:: Gezeigter Textauszug ::

# Unter Linux erstellter Ordner lässt sich nicht mehr löschen :(



## skrippi (5. Dezember 2011)

*Unter Linux erstellter Ordner lässt sich nicht mehr löschen *

Hi Leute,

ich habe echt ein riesen Problem hier an meinem Rechner:
Ich hab eine externe Festplatte (USB 3.0; 1.5 TB) und habe die zur Sicherung eines PC's benutzt, der nicht mehr hochgefahren ist. Also habe ich mein Notfall Linux von der CD gebootet und alles vom Rechner auf die externe Platte kopiert.
Jetzt wollte ich den Ordner löschen und stelle fest, das Windows sich strikt weigert. Zuerst bekam ich immer diese Meldung:

http://www.abload.de/img/unbenannt5u0x.png

Hmm. Da hab ich dann nochmal mein Linux gestartet und wollte den Ordner löschen. Das ging auch! Er löschte alles bis auf eine winzige Datei.

:::

Aufgaben zur Übung.
- A) Wovon wurde laut dem Forenbeitrag das Notfall-Linux gebootet?
- B) Gib den Absatz im Forenbeitrag, der mit „ich habe echt ein riesen Problem“ beginnt, als knappe Stichpunktliste wieder.
Die Zeilen spielen hierfür keine Rolle.

:: Datensätze ::

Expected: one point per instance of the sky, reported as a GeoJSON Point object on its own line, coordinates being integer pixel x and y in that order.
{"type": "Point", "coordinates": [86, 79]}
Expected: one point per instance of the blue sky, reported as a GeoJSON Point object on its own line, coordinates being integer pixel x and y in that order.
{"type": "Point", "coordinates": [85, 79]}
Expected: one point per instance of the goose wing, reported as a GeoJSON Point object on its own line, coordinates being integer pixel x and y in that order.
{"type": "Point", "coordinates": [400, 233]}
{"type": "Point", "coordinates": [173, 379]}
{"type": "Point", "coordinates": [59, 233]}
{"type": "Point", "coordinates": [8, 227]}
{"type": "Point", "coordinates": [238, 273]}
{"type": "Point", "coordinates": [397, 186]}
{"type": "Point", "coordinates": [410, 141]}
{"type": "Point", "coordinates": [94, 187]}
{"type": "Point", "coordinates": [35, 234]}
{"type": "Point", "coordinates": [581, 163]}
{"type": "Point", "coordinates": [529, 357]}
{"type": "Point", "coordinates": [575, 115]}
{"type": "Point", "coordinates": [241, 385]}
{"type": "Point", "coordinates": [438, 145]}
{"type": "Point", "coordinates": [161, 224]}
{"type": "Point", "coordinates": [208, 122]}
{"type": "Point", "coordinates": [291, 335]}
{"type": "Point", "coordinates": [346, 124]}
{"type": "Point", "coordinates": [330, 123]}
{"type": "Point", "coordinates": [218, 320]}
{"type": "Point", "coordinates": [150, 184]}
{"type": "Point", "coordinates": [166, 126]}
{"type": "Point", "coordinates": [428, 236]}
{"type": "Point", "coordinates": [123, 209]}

:::

Lösungen.
- A) Von der CD.

- B)
- Eine externe Festplatte (USB 3.0, 1.5 TB) diente zur Sicherung eines PCs, der nicht mehr hochfuhr.
- Das Notfall-Linux wurde von der CD gebootet, und alles vom Rechner wurde auf die externe Platte kopiert.
- Beim Versuch, den Ordner zu löschen, weigert sich Windows strikt, und zuerst erschien immer eine Meldung.